(Natural-language object grounding data)
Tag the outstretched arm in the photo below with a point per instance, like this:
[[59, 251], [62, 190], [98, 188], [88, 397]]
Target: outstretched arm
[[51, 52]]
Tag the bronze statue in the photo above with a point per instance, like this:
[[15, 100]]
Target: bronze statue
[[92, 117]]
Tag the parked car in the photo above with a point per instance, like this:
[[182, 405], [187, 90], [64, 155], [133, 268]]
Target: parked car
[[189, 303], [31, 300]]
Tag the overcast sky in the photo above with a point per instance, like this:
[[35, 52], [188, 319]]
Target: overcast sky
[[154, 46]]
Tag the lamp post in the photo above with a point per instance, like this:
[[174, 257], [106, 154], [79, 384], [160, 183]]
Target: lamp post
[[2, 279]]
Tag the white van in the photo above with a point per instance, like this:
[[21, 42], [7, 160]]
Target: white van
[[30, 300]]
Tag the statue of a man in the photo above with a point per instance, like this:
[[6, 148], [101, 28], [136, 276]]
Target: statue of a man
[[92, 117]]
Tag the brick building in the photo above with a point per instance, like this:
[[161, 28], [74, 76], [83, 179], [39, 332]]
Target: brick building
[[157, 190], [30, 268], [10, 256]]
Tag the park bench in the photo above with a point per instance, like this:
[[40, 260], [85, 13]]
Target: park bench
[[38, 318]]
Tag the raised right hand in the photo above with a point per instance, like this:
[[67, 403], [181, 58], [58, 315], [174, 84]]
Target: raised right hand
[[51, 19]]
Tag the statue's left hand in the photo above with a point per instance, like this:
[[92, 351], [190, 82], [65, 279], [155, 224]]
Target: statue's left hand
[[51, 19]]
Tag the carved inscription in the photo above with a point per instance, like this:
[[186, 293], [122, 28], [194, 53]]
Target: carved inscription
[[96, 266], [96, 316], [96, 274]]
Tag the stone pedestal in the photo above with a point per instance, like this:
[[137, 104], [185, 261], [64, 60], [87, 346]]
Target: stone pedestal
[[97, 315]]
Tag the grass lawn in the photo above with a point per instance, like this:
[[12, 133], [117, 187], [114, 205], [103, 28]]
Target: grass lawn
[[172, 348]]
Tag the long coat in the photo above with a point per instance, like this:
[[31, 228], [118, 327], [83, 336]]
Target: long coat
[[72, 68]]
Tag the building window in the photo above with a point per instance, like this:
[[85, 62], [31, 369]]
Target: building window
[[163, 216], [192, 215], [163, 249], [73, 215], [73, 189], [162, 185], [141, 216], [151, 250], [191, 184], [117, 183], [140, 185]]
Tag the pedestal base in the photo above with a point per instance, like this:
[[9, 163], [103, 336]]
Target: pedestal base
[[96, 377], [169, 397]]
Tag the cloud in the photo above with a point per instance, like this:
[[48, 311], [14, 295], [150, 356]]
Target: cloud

### Exercise instructions
Show every line from the entries that includes the word "cloud".

### Solution for this task
Tag the cloud in the photo above with a point per instance, like this:
Target: cloud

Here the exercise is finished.